* SUPPLIED MATERIAL *
•••••
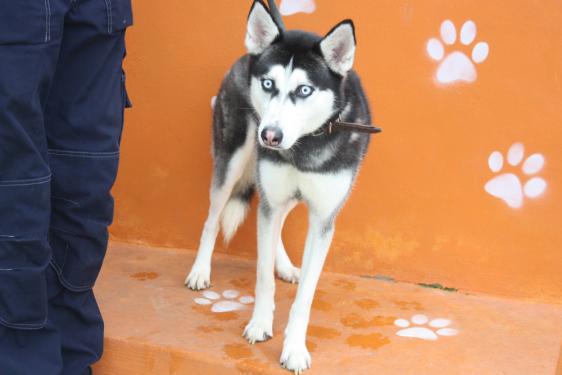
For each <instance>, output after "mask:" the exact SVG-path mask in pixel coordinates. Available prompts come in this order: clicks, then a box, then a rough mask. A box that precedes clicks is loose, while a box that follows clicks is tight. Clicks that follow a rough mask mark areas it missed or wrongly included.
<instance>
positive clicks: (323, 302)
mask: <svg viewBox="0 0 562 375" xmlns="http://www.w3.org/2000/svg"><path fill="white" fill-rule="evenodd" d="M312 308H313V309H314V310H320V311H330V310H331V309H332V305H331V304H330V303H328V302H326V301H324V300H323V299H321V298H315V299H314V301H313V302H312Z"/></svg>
•••••
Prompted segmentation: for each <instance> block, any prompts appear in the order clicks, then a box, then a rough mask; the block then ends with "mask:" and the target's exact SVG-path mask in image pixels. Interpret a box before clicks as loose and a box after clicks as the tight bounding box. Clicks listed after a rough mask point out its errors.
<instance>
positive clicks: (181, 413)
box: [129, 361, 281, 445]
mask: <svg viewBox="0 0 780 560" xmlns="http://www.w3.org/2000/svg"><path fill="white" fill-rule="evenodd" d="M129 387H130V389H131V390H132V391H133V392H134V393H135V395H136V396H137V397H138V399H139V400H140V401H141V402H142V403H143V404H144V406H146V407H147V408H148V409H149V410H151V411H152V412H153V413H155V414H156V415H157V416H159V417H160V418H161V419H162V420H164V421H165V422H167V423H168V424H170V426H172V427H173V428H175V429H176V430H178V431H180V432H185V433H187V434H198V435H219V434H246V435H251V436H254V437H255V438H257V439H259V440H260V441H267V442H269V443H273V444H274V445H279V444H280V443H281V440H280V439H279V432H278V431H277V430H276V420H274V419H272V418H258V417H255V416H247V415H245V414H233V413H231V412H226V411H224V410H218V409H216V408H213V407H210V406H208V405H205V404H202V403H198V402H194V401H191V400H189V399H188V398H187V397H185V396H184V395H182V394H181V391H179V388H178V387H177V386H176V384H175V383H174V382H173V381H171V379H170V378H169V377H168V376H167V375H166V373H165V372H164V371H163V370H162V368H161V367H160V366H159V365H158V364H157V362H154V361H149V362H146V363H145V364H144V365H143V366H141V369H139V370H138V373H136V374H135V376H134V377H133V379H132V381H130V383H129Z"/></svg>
•••••
* EXERCISE PROMPT *
What lines in the records above include the string "instance"? Copy each one.

* ANSWER TO THE EXERCISE *
For each <instance>, output after "mask:" the exact SVG-path mask in pixel coordinates. Available prompts come in this order: clicks, then a box, then a rough mask. A box that precedes clicks is loose, while a box that follows clicks is tight. Clicks that follow a rough mask mark areas it missed or wrongly included.
<instance>
Prompted segmentation: for each <instance> block, any prompts appear in the order clicks, then a box, then a rough mask; the block then ends with "mask:" and the target's exact SVG-path mask in image pixels. Interpret a box before clicks as loose and a box after clicks as the tight bounding box. Clicks listed after a rough mask point out its errors.
<instance>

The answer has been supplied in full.